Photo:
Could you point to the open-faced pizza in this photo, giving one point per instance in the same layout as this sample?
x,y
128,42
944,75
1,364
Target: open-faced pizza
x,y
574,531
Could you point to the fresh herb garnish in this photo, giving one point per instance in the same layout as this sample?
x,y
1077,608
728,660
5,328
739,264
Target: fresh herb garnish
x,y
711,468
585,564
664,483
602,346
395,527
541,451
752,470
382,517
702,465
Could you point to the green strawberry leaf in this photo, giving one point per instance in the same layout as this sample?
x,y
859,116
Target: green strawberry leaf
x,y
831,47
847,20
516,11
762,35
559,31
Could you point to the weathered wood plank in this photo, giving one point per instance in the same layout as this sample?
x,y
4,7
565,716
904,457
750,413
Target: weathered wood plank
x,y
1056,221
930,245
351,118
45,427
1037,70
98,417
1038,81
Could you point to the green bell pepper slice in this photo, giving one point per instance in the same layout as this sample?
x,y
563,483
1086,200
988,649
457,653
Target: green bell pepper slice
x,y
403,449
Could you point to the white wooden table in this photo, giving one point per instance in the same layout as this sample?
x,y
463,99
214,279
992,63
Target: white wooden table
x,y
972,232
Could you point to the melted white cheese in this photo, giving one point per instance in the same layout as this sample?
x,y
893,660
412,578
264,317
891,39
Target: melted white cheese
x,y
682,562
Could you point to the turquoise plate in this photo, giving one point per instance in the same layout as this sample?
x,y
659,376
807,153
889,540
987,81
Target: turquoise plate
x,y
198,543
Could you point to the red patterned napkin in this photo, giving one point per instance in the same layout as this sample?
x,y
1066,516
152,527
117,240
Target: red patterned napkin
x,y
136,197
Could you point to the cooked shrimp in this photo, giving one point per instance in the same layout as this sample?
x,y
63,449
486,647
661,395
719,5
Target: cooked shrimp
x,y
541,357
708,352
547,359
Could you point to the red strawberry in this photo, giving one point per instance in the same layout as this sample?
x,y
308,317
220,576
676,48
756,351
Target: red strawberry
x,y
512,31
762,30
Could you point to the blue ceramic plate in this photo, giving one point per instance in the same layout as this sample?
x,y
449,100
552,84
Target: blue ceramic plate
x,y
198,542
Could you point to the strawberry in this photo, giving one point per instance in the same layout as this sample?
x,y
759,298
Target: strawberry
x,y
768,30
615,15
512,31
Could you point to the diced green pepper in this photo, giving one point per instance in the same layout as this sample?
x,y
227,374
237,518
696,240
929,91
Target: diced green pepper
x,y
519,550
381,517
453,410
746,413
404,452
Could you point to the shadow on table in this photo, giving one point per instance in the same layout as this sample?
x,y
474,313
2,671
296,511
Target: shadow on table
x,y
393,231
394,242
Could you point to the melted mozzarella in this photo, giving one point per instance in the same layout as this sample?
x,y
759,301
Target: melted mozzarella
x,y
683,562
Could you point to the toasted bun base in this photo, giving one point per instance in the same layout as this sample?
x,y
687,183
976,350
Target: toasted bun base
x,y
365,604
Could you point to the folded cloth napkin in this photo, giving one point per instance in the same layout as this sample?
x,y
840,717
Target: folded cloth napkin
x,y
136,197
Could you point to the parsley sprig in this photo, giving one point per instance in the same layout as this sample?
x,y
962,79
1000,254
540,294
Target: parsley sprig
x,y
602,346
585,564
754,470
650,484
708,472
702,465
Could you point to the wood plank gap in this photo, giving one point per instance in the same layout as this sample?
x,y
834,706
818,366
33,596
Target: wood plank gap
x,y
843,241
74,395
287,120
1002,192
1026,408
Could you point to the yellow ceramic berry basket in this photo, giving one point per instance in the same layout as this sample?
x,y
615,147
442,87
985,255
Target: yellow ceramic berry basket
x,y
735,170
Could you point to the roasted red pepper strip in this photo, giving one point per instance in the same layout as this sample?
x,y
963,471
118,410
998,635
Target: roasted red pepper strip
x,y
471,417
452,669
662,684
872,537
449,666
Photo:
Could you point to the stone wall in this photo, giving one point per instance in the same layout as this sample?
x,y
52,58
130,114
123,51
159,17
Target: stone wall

DIRECTIONS FOR THIS TASK: Repeat, character for character, the lines from the one that holds "Could you point to the blue" to the final line of the material, inclusive, and no other lines.

RESPONSE TO THE EXERCISE:
Could you point to the blue ceramic plate in this photo, giving one point per instance in the same layout as this sample?
x,y
449,100
552,84
Target: blue ceramic plate
x,y
198,542
Could you point to the strawberry in this photo, giving one point per instance in the same layout as this sample?
x,y
759,298
Target: strawberry
x,y
768,30
615,15
512,31
Could you point to the diced green pepper in this photo, giving one point per instance in the same layout as this sample?
x,y
227,374
237,518
696,240
929,91
Target: diced green pepper
x,y
519,550
381,517
453,410
746,413
404,452
Could you point to the shadow on table in this photo, giving one point per instance in the same layout as this sample?
x,y
474,313
2,671
296,511
Target: shadow on table
x,y
393,231
394,242
Could you point to the melted mozzarella in this photo, giving one point per instance in the same layout as this sample?
x,y
759,301
Target: melted mozzarella
x,y
683,562
Could you point to the toasted bun base in this photo, giving one point per instance in the same layout as this sample?
x,y
687,183
976,350
Target: toasted bun base
x,y
365,604
Could you point to the folded cloth napkin in this photo, giving one point per instance in the same layout as this sample?
x,y
840,717
Target: folded cloth napkin
x,y
136,197
Could you point to the parsley sprig in this photo, giving one point per instance in the same layout as this sample?
x,y
962,79
1000,254
540,294
Target: parsley sprig
x,y
602,346
585,564
754,470
650,484
708,472
702,465
Could you point to the wood plank gap in this photo, giving one point per instance in the same layout as this sample?
x,y
834,706
818,366
33,596
Target: wood plank gap
x,y
843,241
74,395
287,120
1002,192
1026,408
Could you point to the yellow ceramic berry basket in this photo, giving one point per instance in the same layout as this sample?
x,y
615,147
442,87
985,255
Target: yellow ceramic berry basket
x,y
735,170
Could you point to the roasted red pepper strip in this photo, giving one point per instance in the same layout as this sample?
x,y
963,471
118,410
998,635
Target: roasted red pepper strip
x,y
471,417
452,669
662,684
872,537
449,666
Photo:
Could you point to the stone wall in this photo, giving one point per instance in the same layout as this sample?
x,y
52,58
130,114
123,51
159,17
Target: stone wall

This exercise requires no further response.